In March 2020, when pandemic stay-at-home orders had just started and everyone was figuring out how to get groceries and purchase in bulk for the next several weeks, I already had a chest freezer full of food and a pantry stocked with months’ worth of meals at my home in Fairbanks, Alaska. I had been living in the Arctic for more than a decade, and the fly-in community of Bettles, Alaska, had prepared me for pandemic life in ways I hadn’t realized.
In 2010, I moved from Brooklyn to Bettles to live with my husband, Adam, who worked as a park ranger at Gates of the Arctic National Park on and off for 15 years. Bettles is located on the Koyukuk River, 35 miles north of the Arctic Circle, in the interior of the state, and is the seasonal base for those who work in the park, as well as the visitors who use the village as the starting point for their backcountry trips. The official city sign that greets visitors as they depart the Cessna airplane onto the gravel airstrip states, “Population 63,” although I highly doubt there have ever been more than 30 or 40 full-time residents.
There’s no way to drive to Bettles except during the height of the winter, when the river freezes over and becomes an ice road (yes, this is the exact “road” you’ve seen on the reality show Ice Road Truckers). In the summer there are two daily 90-minute flights from Fairbanks; after that a visitor can charter a flight shuttle into the park itself. In the winter, one can drive the ice road from Fairbanks if the conditions are right.

ENTRIES SUPPLIED:

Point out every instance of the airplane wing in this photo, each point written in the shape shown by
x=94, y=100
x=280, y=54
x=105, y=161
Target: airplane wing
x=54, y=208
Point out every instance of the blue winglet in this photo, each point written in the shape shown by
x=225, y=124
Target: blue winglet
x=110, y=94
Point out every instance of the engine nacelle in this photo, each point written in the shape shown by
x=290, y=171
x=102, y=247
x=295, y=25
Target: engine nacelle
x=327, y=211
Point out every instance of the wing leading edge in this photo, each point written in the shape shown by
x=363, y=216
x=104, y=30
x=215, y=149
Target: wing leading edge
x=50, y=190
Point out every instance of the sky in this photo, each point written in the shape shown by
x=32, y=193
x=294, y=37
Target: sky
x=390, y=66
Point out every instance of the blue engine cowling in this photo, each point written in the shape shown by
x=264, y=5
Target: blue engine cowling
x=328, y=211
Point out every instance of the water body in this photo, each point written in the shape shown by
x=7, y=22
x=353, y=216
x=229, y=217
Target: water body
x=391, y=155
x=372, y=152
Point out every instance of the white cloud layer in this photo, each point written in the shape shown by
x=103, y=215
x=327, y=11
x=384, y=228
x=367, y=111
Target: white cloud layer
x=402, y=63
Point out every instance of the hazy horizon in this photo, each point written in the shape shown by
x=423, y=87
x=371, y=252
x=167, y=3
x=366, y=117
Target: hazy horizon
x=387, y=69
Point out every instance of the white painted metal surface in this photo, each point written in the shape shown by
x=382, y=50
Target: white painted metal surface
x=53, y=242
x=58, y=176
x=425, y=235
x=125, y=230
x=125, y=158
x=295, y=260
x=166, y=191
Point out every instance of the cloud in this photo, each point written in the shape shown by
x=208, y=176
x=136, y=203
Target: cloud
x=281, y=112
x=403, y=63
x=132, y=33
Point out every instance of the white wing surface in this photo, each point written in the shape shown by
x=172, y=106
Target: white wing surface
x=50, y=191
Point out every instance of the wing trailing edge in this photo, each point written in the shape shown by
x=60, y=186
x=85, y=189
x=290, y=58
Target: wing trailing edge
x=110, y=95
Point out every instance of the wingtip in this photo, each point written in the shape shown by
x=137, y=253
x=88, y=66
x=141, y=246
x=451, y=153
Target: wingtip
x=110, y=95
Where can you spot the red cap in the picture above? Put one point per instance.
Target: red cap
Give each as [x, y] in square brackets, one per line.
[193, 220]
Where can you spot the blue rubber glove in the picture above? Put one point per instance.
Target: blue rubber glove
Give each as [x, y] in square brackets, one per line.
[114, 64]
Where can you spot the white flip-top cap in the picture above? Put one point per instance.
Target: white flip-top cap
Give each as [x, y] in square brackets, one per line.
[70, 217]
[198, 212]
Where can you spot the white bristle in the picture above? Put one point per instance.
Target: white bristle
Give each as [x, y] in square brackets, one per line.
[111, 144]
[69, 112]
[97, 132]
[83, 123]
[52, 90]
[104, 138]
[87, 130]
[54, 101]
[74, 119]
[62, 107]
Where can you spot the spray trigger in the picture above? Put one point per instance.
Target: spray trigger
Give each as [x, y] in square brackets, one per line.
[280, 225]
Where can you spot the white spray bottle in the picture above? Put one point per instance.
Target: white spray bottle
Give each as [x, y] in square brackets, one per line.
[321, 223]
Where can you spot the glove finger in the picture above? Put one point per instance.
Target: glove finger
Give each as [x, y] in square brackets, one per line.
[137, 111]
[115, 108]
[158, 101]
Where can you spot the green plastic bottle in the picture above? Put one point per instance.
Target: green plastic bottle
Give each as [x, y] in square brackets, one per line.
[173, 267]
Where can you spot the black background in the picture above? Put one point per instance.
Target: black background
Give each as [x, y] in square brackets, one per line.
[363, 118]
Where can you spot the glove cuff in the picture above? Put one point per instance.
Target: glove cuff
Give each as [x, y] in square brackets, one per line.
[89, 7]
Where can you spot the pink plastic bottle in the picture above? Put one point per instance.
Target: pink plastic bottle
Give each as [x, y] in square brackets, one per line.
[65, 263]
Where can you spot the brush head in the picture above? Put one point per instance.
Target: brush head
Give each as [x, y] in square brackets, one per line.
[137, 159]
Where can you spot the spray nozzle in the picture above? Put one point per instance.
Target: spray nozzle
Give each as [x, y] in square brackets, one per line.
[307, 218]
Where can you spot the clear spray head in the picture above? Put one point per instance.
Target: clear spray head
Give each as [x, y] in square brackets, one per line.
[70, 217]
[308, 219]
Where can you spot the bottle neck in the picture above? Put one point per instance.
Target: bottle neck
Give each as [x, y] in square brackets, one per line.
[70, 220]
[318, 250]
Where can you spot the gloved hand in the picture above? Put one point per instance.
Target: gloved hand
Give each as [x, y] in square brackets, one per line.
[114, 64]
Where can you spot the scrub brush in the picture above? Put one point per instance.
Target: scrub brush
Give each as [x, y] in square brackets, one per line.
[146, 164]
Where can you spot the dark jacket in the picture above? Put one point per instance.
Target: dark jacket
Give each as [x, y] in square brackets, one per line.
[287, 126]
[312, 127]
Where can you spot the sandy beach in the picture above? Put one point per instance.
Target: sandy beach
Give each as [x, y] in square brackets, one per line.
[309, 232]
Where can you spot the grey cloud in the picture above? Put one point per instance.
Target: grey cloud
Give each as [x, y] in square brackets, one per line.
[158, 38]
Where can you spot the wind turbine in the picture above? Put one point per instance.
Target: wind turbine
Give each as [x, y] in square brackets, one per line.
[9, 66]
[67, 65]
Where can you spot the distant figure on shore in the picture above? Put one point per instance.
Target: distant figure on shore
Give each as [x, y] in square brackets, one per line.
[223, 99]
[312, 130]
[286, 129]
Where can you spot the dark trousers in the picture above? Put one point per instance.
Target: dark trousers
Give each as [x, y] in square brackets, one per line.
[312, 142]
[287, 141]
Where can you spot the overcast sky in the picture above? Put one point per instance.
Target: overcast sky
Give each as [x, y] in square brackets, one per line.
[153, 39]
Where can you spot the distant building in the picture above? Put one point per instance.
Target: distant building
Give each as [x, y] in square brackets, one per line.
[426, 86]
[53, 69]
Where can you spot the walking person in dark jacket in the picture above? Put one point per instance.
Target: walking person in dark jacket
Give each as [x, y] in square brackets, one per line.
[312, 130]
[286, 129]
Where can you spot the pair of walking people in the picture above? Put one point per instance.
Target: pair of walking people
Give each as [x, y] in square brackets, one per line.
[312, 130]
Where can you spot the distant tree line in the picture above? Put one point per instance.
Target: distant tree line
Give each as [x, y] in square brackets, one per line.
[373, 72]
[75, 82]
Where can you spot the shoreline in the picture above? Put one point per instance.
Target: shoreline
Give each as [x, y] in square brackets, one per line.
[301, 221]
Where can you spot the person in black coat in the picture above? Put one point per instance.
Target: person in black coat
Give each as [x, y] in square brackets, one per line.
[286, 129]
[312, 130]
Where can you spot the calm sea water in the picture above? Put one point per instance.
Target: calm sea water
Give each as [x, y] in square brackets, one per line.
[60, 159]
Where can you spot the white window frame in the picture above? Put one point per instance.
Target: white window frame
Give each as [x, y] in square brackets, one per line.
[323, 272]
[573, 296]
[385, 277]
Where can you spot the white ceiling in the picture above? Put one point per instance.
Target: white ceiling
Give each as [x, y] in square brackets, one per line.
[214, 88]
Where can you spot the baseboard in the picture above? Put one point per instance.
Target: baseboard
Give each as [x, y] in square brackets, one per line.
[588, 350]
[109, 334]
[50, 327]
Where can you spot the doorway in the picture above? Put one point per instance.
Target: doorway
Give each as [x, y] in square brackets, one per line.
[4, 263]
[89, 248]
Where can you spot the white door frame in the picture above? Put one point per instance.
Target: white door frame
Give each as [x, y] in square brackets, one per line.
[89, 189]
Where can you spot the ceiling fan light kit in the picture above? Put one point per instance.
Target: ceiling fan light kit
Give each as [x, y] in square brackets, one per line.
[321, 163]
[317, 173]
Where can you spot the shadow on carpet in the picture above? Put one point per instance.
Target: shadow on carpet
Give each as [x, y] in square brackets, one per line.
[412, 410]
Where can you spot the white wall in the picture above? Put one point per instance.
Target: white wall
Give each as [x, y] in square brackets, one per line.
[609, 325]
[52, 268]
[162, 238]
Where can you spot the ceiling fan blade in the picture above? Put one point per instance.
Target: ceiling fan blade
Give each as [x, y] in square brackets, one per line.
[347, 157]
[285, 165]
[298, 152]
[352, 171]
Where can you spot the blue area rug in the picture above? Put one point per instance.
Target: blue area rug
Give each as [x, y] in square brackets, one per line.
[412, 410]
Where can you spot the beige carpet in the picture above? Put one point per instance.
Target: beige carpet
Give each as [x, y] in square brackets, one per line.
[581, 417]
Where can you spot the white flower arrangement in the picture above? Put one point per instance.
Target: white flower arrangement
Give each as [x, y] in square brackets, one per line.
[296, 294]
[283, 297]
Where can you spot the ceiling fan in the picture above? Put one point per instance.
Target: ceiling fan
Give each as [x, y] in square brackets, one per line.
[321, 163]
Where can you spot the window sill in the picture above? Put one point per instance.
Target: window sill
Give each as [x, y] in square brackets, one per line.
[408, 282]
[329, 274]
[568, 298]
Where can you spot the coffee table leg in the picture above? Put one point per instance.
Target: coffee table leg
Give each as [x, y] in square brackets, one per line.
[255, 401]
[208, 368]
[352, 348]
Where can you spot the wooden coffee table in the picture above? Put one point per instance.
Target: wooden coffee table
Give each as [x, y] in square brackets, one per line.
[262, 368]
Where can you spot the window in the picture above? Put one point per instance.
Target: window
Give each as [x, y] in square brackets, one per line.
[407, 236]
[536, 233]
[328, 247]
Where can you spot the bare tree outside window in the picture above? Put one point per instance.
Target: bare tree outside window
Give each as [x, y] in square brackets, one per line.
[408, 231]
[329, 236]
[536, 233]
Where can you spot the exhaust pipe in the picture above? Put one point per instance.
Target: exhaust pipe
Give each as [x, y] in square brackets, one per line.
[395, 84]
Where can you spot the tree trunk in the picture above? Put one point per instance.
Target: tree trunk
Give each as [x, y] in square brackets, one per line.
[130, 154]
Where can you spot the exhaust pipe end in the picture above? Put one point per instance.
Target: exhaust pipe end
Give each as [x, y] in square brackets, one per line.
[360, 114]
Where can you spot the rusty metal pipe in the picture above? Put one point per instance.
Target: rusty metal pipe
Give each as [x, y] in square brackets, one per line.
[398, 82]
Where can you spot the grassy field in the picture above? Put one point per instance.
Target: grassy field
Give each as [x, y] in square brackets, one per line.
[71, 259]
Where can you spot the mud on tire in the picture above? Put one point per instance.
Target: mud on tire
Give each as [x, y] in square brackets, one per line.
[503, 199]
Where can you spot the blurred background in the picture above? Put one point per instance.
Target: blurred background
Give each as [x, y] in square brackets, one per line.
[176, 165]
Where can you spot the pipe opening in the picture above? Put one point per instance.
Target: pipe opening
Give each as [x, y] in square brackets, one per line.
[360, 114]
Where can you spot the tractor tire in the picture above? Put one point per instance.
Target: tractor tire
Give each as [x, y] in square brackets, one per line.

WHAT IS BEING ASKED: Write out the stretch of the piece on Bettles from "There’s no way" through "conditions are right.", word for word. The lines are separate material and have nothing to do with the piece on Bettles.

RESPONSE BELOW:
There’s no way to drive to Bettles except during the height of the winter, when the river freezes over and becomes an ice road (yes, this is the exact “road” you’ve seen on the reality show Ice Road Truckers). In the summer there are two daily 90-minute flights from Fairbanks; after that a visitor can charter a flight shuttle into the park itself. In the winter, one can drive the ice road from Fairbanks if the conditions are right.